-- start of EXCERPTED PASSAGE --

White House proposal gives religious groups more say in birth control mandate


#1

By David Gibson| Religion News Service, Updated: Monday, March 19, 3:11 PM

The Obama administration is offering to expand the number of faith-based groups that can be exempt from the controversial contraception mandate, and proposing that third-party companies administer coverage for self-insured faith-based groups at no cost.

At its heart, the newest offering from the White House would allow religious groups — dioceses, denominations and others — to decide which affiliated institutions are “religious” and therefore exempt from the new requirement that employers offer free contraception coverage as part of employee insurance plans.

The other main innovation in the new proposal is to have a “third-party administrator of the group health plan or some other independent entity” assume responsibility for the contraception coverage for self-insured organizations, with various proposals for ensuring that self-insured groups with religious objections would not directly or indirectly pay for the birth control policy.

washingtonpost.com/national/on-faith/white-house-proposal-gives-religious-groups-more-say-in-birth-control-mandate/2012/03/19/gIQA3cMbNS_story.html


Making progress…


#2

Wouldn’t it just be easier to allow all religious institutions the exemption, instead of a 2nd accounting shell game?

Oh wait, that might anger his Planned Parenthood allies.

“Free contraception is a right!” :rolleyes:


#3

Obama is not about keeping things simple.


#4

[sarcasm] It’s so nice of him to volunteer these 3rd parties to provide services for free.[/sarcasm]

Did I miss the memo where it says the President has complete control over everything and everyone in the US? If I did, could someone please forward it to me?

-- end of EXCERPTED PASSAGE --
-- start of SUPPLIED MATERIAL --

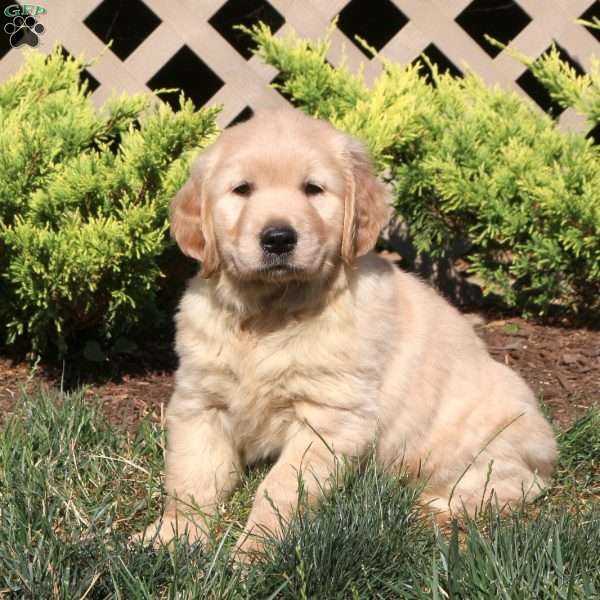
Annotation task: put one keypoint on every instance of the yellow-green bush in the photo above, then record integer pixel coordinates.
(83, 205)
(470, 162)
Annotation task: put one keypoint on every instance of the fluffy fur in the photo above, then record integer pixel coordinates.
(327, 344)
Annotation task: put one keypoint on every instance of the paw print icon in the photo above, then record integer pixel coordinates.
(24, 31)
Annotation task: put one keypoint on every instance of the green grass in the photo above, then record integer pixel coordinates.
(73, 489)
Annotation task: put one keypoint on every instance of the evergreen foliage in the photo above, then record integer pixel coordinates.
(472, 163)
(84, 197)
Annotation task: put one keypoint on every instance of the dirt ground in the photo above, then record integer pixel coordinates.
(561, 365)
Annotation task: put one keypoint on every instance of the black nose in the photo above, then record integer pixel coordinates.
(278, 240)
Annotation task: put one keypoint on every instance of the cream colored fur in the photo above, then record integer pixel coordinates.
(342, 348)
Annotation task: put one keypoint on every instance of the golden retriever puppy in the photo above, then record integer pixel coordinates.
(296, 340)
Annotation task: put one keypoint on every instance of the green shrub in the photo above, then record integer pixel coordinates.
(472, 163)
(83, 204)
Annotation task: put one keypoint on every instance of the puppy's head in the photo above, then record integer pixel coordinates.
(280, 197)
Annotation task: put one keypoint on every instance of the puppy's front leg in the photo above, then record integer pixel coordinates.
(305, 455)
(202, 468)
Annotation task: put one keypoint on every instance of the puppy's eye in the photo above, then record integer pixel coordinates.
(312, 189)
(243, 189)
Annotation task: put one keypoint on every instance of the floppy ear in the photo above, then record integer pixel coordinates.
(366, 208)
(192, 226)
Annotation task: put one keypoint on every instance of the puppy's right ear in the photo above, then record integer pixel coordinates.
(192, 228)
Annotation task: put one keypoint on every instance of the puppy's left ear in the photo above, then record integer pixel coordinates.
(191, 221)
(367, 205)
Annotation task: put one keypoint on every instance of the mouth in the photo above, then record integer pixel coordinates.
(280, 270)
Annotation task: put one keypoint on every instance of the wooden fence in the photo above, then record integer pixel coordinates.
(191, 44)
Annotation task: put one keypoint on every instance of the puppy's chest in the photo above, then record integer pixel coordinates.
(269, 378)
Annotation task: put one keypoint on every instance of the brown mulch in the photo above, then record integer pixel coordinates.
(561, 365)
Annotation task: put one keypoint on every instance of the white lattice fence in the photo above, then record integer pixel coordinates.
(183, 43)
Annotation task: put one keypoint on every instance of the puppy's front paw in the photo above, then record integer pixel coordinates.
(168, 528)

-- end of SUPPLIED MATERIAL --

TASK STATEMENT
Reproduce the forum thread about the birth control mandate proposal above in full, word for word.

EXERCISE RESULT
White House proposal gives religious groups more say in birth control mandate


#1

By David Gibson| Religion News Service, Updated: Monday, March 19, 3:11 PM

The Obama administration is offering to expand the number of faith-based groups that can be exempt from the controversial contraception mandate, and proposing that third-party companies administer coverage for self-insured faith-based groups at no cost.

At its heart, the newest offering from the White House would allow religious groups — dioceses, denominations and others — to decide which affiliated institutions are “religious” and therefore exempt from the new requirement that employers offer free contraception coverage as part of employee insurance plans.

The other main innovation in the new proposal is to have a “third-party administrator of the group health plan or some other independent entity” assume responsibility for the contraception coverage for self-insured organizations, with various proposals for ensuring that self-insured groups with religious objections would not directly or indirectly pay for the birth control policy.

washingtonpost.com/national/on-faith/white-house-proposal-gives-religious-groups-more-say-in-birth-control-mandate/2012/03/19/gIQA3cMbNS_story.html


Making progress…


#2

Wouldn’t it just be easier to allow all religious institutions the exemption, instead of a 2nd accounting shell game?

Oh wait, that might anger his Planned Parenthood allies.

“Free contraception is a right!” :rolleyes:


#3

Obama is not about keeping things simple.


#4

[sarcasm] It’s so nice of him to volunteer these 3rd parties to provide services for free.[/sarcasm]

Did I miss the memo where it says the President has complete control over everything and everyone in the US? If I did, could someone please forward it to me?